▶ Reading passage
# # # #

Now, there are hundreds of videos on social media of others doing the same. One TikTok video from May 2023 cycles through pictures of L.L. Bean bags monogrammed with “cry baby,” “stuff me” and “full of it.” (The video has racked up nearly 142,000 views.)

Users are lining up to buy small totes, too. In February, Trader Joe’s released a mini tote that soon sparked a frenzy on social media. The bags, which originally retailed for $2.99, became popular in Japan and resold for as much as $2,999 on eBay at one point, per the BBC. To further meet demand, in June, Trader Joe’s introduced a mini version of its insulated tote bag. Again, customers snapped up the bags in a matter of days. Trader Joe’s restocked them in July.

Trader Joe’s did not expect its mini totes to resonate so strongly with audiences, it has said. In a June episode of the podcast “Inside Trader Joe’s,” Trader Joe’s marketing execs revealed the company made enough mini tote bags to last for several weeks, or even a month. Instead, the bags flew off the shelves in under a week. “We had no inkling that they would be this exciting, this quickly, for so many customers,” Matt Sloan, Trader Joe’s vp of marketing, said.

Trader Joe’s began selling reusable, canvas bags in 1977, so tote bags are nothing new for the company. But, Sloan said on the podcast, “We know that people like to have maybe a fresh design, a new colorway on a reusable bag.” He added, “The whole diminutive thing is fun, and what makes this really special is, it’s so well made.”

The premium accessories brand Caraa is also getting more requests for its totes, co-founder Aaron Luo told Modern Retail. So far, Caraa is seeing a 22% increase in tote bag sales this summer compared to last summer. While tote sales tend to rise during warm-weather months, this year’s increase is “slightly higher than usual,” Luo said. He attributes this spike to interest in the totes’ designs, pockets and materials.

Jamie Arena, a freelance retail consultant and former vice president at Dressbarn, told Modern Retail that she believes tote bags are taking off because they are “utilitarian, but at the same time, with all the embroidery options on them, you really can have [them] be your own.” And, with so many tote bags selling for under $10, $20 or $50, “you can be stylish at a great value,” she pointed out.

Lands’ End’s Trainor agreed. “It’s just a fun, clever, easy way to have a little bit of personality in your everyday,” he said. “I anticipate that for the year, our tote will crack the top five [at Lands’ End].”

# # # #

▶ Raw records
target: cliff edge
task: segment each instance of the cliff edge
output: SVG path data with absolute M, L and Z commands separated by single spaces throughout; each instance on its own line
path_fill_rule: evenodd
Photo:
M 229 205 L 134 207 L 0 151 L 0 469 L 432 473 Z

# # # #

▶ Stated goal
Could you reproduce, word for word, the passage of the tote bag article above that begins with the words "Trader Joe’s did" and ends with "of marketing, said."?

▶ Solution
Trader Joe’s did not expect its mini totes to resonate so strongly with audiences, it has said. In a June episode of the podcast “Inside Trader Joe’s,” Trader Joe’s marketing execs revealed the company made enough mini tote bags to last for several weeks, or even a month. Instead, the bags flew off the shelves in under a week. “We had no inkling that they would be this exciting, this quickly, for so many customers,” Matt Sloan, Trader Joe’s vp of marketing, said.